● **TO DO**: In the stablecoin strategies article below, retype the passage that begins at the words "Speaking of Z" and stops after "past 6 months.".

Top Stablecoin Strategies (40–250%APY) November 2024

in voilk •  9 days ago

    Hey folks, if you’ve been following me since last bull market, you’ll know that I usually like to keep an eye on different stablecoin strategies, and as some of the rates that protocols have come out have skyrocketed, for me it’s full evidence that we’re definitely back. In today’s article I’m going to be highlighting some key strategies that I think are worth taking a look at all with insanely high APRs/APYs.

    Anzen (~40% APR)

    Perhaps the stablecoin strategy that I’m personally most currently invested in is with Anzen Finance’s USDz, an overcollateralized RWA-backed stablecoin, more specifically a stablecoin that is backed by private credit securities managed by Percent (a licensed broker dealer since 2018). The yield is primarily generated from the underlying interest which in Q3 of this year alone, was reportedly $8.8 million dollars from a total investment of $90.9 million:

    $USDz, Anzen’s native stablecoin can be liquid staked to $sUSDz, which alone accrues a native 19.2% APY, but subsequently since it’s convertible to a liquid staked derivative, you can also leverage your gains by utilizing it in DeFi — all the while earning Z-points:

    The strategy I’m personally involved is is utilizing the USDz-USDC concentrated liquidity pool on Aerodrome, where you can earn up to almost 40% APR (or even up to +400% on a 0.01% CL), all the while earning a 30x multiplier on my Z points.

    $ANZ (and Z points)

    Speaking of Z points, Anzen just announced that that in December they will be awarding Z points holder with their soon-to-be released token, $ANZ, with an additional public sale that will occur on December 2nd:

    Risks

    In my opinion, the biggest risk with Anzen is its involvement with private credit securities, although this is a bit of a double-edged sword. We all know what bad loans can do from the 2008 crash, but the silver lining is that the risks of massive loans collapsing should be (theoretically) independent from any collapse within crypto. Additionally, just like any DeFI protocol, there is smart contract risk, despite 3 audits that they conducted in the past 6 months.

    Interport Finance (~35% APR)

    Interport, a cross-chain swap/bridge in full transparency is one that I haven’t used very often, but the significantly high APRs have been on my radar for awhile as they’re really hard to ignore. Currently they have 10 different single-sided stablecoin pools that are all offering +20% APR:

    The two pools that I think I think are the most attractive are the 30% yields you can gain on USDT/USDC by providing liquidity on zkLINK Nova, where they are not only great yields, but you can earn an extra 10x on Nova Points if you’re farming that particular L2.

● **DATA LINES**:
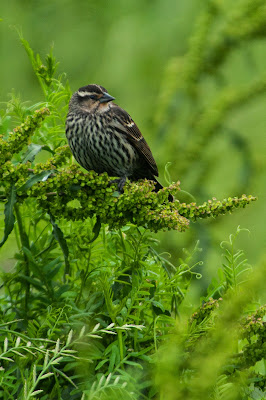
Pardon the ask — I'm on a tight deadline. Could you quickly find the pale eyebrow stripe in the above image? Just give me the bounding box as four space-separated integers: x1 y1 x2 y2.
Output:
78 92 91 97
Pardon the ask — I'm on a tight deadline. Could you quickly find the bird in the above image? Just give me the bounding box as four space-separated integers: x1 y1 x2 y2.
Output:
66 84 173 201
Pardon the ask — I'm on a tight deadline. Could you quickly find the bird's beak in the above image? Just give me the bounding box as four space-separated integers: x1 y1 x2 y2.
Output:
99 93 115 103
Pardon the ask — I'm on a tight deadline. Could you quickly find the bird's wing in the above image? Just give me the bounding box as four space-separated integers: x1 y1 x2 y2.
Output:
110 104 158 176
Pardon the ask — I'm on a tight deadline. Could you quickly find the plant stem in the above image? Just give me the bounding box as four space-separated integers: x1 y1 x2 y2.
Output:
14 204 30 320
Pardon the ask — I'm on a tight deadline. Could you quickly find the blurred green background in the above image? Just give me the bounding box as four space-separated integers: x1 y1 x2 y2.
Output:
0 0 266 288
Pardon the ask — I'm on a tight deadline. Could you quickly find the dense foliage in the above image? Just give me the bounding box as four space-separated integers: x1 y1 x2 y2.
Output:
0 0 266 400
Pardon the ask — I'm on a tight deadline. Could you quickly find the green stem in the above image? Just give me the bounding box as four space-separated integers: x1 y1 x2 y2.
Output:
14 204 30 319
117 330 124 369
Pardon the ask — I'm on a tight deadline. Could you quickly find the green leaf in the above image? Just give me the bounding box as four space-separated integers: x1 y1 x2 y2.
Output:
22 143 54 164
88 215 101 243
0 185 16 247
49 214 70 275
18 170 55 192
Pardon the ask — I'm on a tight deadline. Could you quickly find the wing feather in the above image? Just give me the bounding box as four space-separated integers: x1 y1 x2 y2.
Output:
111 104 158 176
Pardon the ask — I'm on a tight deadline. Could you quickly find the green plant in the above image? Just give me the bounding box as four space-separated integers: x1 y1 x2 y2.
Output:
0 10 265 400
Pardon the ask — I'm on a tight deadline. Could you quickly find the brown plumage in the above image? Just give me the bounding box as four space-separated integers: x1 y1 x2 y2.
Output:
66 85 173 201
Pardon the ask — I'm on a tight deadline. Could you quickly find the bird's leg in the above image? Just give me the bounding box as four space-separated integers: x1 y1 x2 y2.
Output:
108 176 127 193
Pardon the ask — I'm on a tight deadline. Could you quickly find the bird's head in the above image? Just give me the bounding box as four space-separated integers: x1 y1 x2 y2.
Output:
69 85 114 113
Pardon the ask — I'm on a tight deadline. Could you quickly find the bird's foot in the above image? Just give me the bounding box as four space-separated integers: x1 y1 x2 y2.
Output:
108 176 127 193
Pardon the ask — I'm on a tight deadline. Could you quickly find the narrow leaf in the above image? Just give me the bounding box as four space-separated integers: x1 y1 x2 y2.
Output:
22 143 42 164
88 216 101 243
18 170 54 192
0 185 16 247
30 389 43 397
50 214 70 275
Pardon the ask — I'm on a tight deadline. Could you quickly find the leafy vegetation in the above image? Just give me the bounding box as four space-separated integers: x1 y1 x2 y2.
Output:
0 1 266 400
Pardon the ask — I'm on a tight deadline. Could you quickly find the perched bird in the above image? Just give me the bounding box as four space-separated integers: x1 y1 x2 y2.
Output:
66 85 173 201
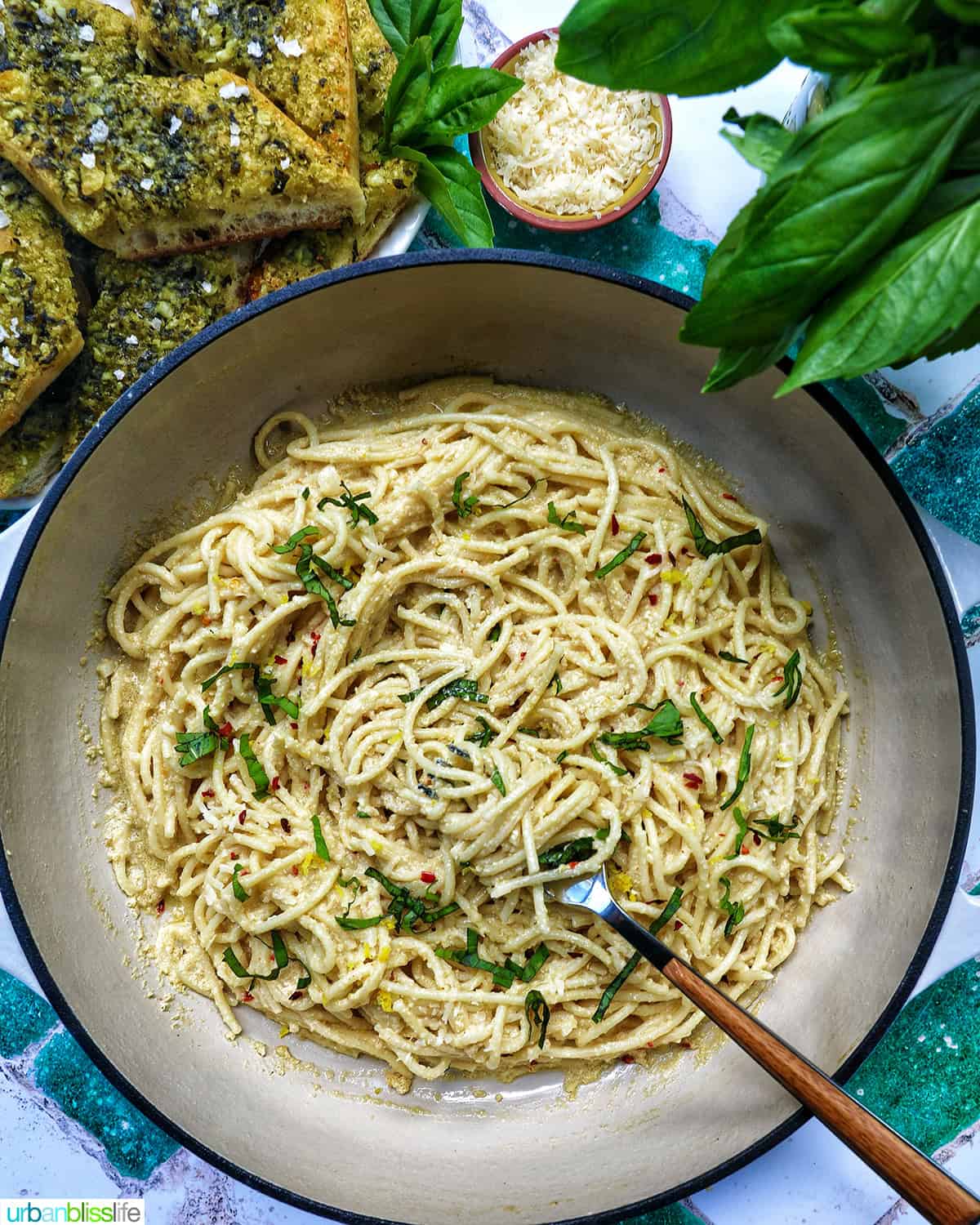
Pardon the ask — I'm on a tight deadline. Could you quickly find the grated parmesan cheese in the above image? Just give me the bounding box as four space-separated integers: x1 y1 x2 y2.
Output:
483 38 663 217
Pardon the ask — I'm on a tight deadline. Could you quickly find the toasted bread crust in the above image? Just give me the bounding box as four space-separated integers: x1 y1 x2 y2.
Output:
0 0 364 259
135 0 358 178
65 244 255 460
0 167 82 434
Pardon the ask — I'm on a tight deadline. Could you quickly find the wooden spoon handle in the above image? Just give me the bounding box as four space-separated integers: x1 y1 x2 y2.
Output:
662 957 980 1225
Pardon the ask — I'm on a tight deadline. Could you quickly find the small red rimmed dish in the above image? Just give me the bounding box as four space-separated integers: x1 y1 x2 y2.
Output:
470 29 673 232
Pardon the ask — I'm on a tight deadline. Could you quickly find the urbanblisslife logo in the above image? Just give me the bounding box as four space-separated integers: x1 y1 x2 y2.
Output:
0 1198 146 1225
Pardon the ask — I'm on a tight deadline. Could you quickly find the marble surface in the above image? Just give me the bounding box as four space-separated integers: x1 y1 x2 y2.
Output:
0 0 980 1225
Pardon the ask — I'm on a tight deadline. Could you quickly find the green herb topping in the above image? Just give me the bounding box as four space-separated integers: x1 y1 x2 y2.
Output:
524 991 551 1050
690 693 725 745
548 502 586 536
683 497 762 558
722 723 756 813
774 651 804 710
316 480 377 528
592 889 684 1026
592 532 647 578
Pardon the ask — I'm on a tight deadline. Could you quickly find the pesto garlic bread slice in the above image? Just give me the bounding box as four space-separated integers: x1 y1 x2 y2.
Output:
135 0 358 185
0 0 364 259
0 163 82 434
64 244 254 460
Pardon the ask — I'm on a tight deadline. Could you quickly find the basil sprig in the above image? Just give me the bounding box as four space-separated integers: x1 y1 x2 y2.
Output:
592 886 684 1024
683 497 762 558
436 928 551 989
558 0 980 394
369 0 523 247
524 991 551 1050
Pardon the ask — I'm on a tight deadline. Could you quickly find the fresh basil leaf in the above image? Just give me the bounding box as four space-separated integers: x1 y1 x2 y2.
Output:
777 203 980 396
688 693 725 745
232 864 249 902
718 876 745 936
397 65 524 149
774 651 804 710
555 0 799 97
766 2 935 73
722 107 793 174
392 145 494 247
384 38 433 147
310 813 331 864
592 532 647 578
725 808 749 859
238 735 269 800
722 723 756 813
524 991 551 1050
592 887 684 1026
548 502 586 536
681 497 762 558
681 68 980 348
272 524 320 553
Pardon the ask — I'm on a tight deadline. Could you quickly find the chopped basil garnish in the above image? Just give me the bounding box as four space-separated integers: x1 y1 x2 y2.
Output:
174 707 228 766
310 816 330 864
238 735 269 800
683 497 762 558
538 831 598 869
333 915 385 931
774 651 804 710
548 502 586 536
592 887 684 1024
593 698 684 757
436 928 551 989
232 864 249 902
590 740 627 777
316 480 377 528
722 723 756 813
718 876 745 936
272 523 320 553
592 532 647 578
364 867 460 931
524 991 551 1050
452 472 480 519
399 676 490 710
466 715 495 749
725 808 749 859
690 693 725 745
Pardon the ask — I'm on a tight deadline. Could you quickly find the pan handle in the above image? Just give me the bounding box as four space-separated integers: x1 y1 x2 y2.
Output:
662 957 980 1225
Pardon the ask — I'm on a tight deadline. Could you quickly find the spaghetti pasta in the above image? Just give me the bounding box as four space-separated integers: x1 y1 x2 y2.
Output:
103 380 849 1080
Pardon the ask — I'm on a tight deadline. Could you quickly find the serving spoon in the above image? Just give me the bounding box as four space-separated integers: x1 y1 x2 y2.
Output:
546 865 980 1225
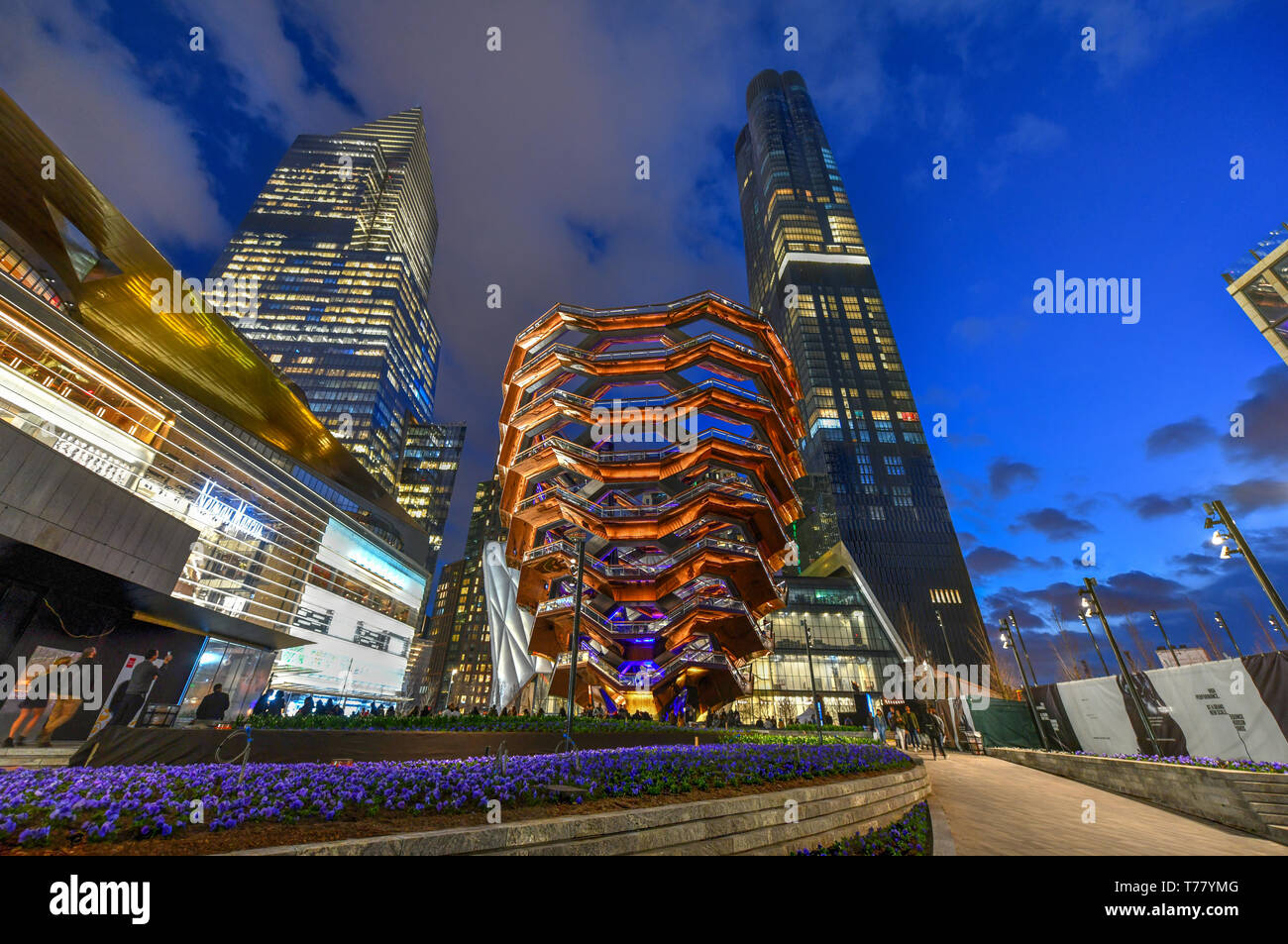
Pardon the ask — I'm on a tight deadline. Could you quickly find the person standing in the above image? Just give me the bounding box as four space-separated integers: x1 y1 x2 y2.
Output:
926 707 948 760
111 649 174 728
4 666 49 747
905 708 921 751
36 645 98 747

● **THE OUTPUT**:
Speaking of Z points, Anzen just announced that that in December they will be awarding Z points holder with their soon-to-be released token, $ANZ, with an additional public sale that will occur on December 2nd:

    Risks

    In my opinion, the biggest risk with Anzen is its involvement with private credit securities, although this is a bit of a double-edged sword. We all know what bad loans can do from the 2008 crash, but the silver lining is that the risks of massive loans collapsing should be (theoretically) independent from any collapse within crypto. Additionally, just like any DeFI protocol, there is smart contract risk, despite 3 audits that they conducted in the past 6 months.